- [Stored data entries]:
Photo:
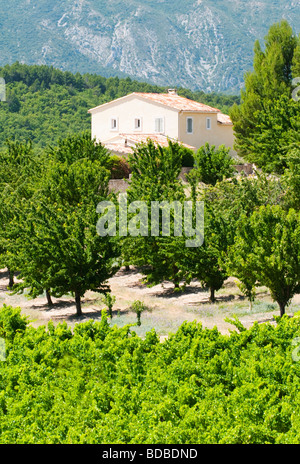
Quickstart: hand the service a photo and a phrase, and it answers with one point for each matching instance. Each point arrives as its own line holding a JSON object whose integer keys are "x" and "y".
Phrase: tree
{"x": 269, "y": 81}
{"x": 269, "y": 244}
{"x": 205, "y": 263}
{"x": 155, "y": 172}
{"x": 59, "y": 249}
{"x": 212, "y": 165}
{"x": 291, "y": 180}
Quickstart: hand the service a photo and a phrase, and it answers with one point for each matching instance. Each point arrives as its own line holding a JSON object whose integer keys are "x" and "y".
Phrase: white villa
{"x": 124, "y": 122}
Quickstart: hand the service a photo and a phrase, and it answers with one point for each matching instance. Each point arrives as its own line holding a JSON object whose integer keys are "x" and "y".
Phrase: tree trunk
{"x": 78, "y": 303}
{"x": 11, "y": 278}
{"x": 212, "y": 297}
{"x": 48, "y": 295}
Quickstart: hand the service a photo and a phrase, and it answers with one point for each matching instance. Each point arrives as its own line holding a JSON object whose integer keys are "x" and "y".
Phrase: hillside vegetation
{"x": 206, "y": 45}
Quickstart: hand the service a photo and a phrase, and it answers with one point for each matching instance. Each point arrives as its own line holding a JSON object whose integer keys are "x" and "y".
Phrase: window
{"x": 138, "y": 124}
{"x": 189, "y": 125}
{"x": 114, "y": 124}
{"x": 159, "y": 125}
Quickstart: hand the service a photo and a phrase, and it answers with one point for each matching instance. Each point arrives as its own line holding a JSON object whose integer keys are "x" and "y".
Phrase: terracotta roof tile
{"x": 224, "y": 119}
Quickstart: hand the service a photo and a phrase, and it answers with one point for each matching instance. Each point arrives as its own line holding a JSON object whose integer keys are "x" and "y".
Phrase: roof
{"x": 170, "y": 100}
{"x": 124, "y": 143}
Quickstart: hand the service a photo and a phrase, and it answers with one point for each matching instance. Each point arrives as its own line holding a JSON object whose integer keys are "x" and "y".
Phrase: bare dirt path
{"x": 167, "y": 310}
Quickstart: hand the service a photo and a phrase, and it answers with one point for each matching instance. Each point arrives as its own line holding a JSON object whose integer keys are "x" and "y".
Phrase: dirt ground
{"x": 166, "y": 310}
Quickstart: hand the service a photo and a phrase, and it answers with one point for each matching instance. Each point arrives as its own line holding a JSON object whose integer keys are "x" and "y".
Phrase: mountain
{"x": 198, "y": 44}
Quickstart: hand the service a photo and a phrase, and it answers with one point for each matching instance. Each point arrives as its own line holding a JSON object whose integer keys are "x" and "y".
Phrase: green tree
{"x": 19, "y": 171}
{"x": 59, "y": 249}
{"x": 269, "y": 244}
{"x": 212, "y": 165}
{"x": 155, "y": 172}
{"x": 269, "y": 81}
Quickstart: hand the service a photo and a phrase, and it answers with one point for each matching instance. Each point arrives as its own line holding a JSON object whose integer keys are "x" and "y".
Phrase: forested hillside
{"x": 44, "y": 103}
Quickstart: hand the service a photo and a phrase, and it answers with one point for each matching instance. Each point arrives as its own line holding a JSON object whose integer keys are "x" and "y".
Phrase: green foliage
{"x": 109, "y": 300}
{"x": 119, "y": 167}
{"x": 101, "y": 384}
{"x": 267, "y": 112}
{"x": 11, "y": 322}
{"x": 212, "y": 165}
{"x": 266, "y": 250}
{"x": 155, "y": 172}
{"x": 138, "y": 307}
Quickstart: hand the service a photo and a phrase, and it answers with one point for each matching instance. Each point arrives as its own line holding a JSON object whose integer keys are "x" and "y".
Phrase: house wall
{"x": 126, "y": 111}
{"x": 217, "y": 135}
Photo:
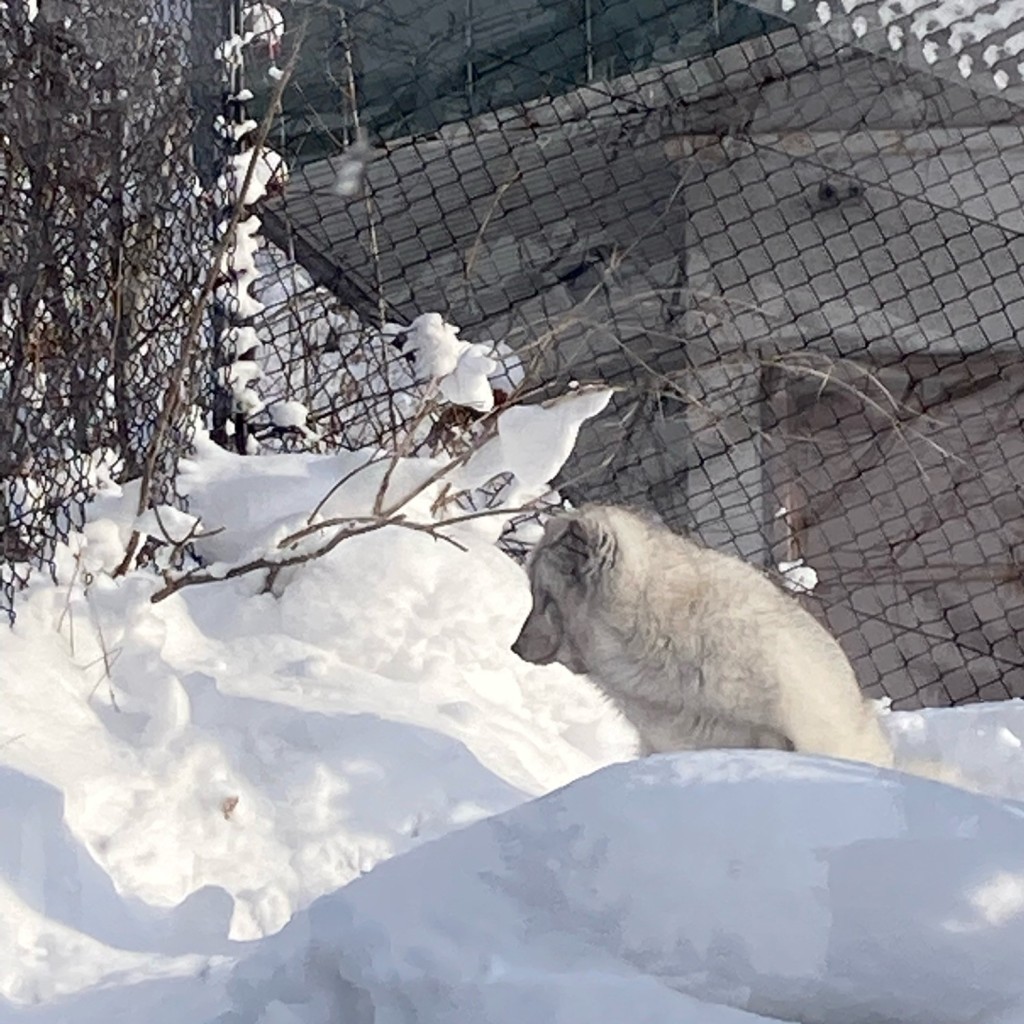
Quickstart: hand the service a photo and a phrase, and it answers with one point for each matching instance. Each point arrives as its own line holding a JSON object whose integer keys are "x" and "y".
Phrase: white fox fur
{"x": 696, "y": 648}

- [Work order]: From the first line to the last, repeat the records exactly, leaving out the pictures.

- [Result of the exercise]:
Photo:
Quickstart: hand the service a photo and a phrase, and it answers with one point for each matching instance. Each point arrives as its own line holding a JSON object whose integer keys are "x" and "y".
Phrase: tree
{"x": 269, "y": 81}
{"x": 269, "y": 244}
{"x": 205, "y": 263}
{"x": 155, "y": 172}
{"x": 59, "y": 249}
{"x": 212, "y": 165}
{"x": 291, "y": 180}
Quickstart: hand the service a photo and a phrase, and it answers with one point for each matching instance. Each point arrives as its own line holding a JSON object whose integer keys are "x" and "y".
Phrase: white villa
{"x": 124, "y": 122}
Quickstart: hand the service a photo and a phrase, and it answers with one point for each matching instance. Each point arrives as its own line holding a JSON object whose integer keys are "x" and "y".
Phrase: tree trunk
{"x": 78, "y": 303}
{"x": 11, "y": 278}
{"x": 212, "y": 297}
{"x": 48, "y": 295}
Quickstart: hand the service a photo and a phrase, and it answers with one point for each matching instance. Each point arrives as its own line holding a JSON object whose integer keys are "x" and "y".
Phrase: hillside vegetation
{"x": 206, "y": 45}
Quickstart: hand the service a photo and a phrase, and it answers with one point for each matching instance. Each point arrives as its own line holding a JSON object whose integer keys are "x" and "y".
Phrase: window
{"x": 138, "y": 124}
{"x": 189, "y": 125}
{"x": 114, "y": 124}
{"x": 159, "y": 125}
Quickstart: hand the service a photo and a phrase, and it answers with one point for each matching instance. Each point arrives as its own line holding a JSON object whose integer keys are "x" and "y".
Phrase: terracotta roof tile
{"x": 224, "y": 119}
Quickstart: hand the service a photo and a phrase, and it answers with one point for each matching instance. Each point arrives as its own line holding a JSON object whose integer keys are "x" and "y".
Phrase: roof
{"x": 170, "y": 100}
{"x": 124, "y": 143}
Quickstart: hand the service a photo and a phrase, and it answers with one point for each matching instance. Each point arrives as its own line holding a JSON object whose integer keys are "x" and "y".
Phrase: bare dirt path
{"x": 167, "y": 310}
Quickstart: hand the service a photo and a phrase, and it answers with one point for each matching instance. Each point arrives as its own line holding a JSON object whose integer keys are "x" and "y".
Phrase: dirt ground
{"x": 166, "y": 310}
Quickstart: hand the service a photo and a phrase, and it answers with one point for each matching instance. Each point arrives as its own line holding a JSON object whose integer keys are "x" and "y".
Phrase: mountain
{"x": 198, "y": 44}
Quickstart: hand the service a photo and a phrase, and it answers with one point for each matching instance. Each point arrives as its own line holding a JSON object whose integer keys are "x" and "y".
Phrase: green tree
{"x": 19, "y": 171}
{"x": 59, "y": 249}
{"x": 269, "y": 244}
{"x": 212, "y": 165}
{"x": 155, "y": 172}
{"x": 269, "y": 81}
Quickstart: hand the service a photo and a phrase, and it answers with one point for each matching instance. Each point arrives as its own line holding a JSON object whose integer keys are "x" and "y".
Phrase: forested hillside
{"x": 44, "y": 103}
Quickstart: hand the service a photo and a phrase, and it answers with one point for each matching instance. Each point arrives as its own line holding a JSON object whose integer keys are "x" and "y".
Phrase: green foliage
{"x": 109, "y": 300}
{"x": 119, "y": 167}
{"x": 101, "y": 384}
{"x": 267, "y": 112}
{"x": 11, "y": 322}
{"x": 212, "y": 165}
{"x": 266, "y": 250}
{"x": 155, "y": 172}
{"x": 138, "y": 307}
Quickstart: hand the service a photo and a phrase, and it answers with one point for each matching instance. Each point arrives as its own line holding a JSON object whose integer keys are "x" and "y".
Phrase: house wall
{"x": 126, "y": 111}
{"x": 217, "y": 135}
Photo:
Quickstart: hand the service a photo and a phrase, and it answers with one point for each matching instance. Each point arrives as its own line holding a JSON object whose integer keys are "x" and "y".
Phrase: white fox fur
{"x": 696, "y": 648}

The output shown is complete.